## Exercise
Edit the stretch of the gardening book review starting with "The Virago Book" and going on through "I do enjoy." so that "compendium" becomes "collection", then give that stretch back in full.

## Passage
## Begin

The Virago Book of Women Gardeners is a compendium of garden writing by women from the 17th Century to the end of the 20th.  Some of the women were gardeners first and foremost (Rosemary Verey, Gertrude Jekyll, Margery Fish), others were writers who dabbled in their gardens (Sylvia Plath, Edith Wharton, Colette), and a number were people who I had never heard of before.  Together, their writings form a delightful, fun, and inspiring book.  It made me dream desperately of gardens I will never have and encouraged me to do the best for the meager garden I do enjoy.

Kellaway divides the book into thematic sections, a technique that works very well given how broad the book’s focus is.  I enjoyed all the sections (except, perhaps, for the section on “Flower Arrangers”, who do not belong among gardeners, in my opinion) but I had my favourites.  These were: “Visitors and Travellers”, “Advisers and Designers”, “Colourists”, and “Townswomen”.   And I had my favourite writers, too.  While some of the authors only had one excerpt in the book, others appeared time and again.  These were generally exactly who you would expect them to be: Ursula Buchan, Anna Pavord, Vita Sackville-West, Rosemary Verey, Elizabeth von Arnim and, of course, Gertrude Jekyll.  Jekyll’s writing feels so fresh and engaging, so modern and relaxed, that it is almost jarring to realise how long ago she was writing.  One of the other delights of this book was being introduces to one of Jekyll’s neighbours and contemporaries, Mrs. C.W. Earle.  Mrs. Earle wrote a number of bestselling books, starting in 1897 with Pot Pourri from a Surrey Garden, that were largely about gardening but appear to have wandered on to whatever topic struck their author’s fancy.  I came away from this book with a long list of other books to read – Mrs Earle’s books are at the very top.

## End

## Data excerpt
## Begin

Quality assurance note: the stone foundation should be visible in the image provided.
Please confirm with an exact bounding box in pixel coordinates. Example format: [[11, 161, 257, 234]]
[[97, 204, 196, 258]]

## End

## Result
The Virago Book of Women Gardeners is a collection of garden writing by women from the 17th Century to the end of the 20th.  Some of the women were gardeners first and foremost (Rosemary Verey, Gertrude Jekyll, Margery Fish), others were writers who dabbled in their gardens (Sylvia Plath, Edith Wharton, Colette), and a number were people who I had never heard of before.  Together, their writings form a delightful, fun, and inspiring book.  It made me dream desperately of gardens I will never have and encouraged me to do the best for the meager garden I do enjoy.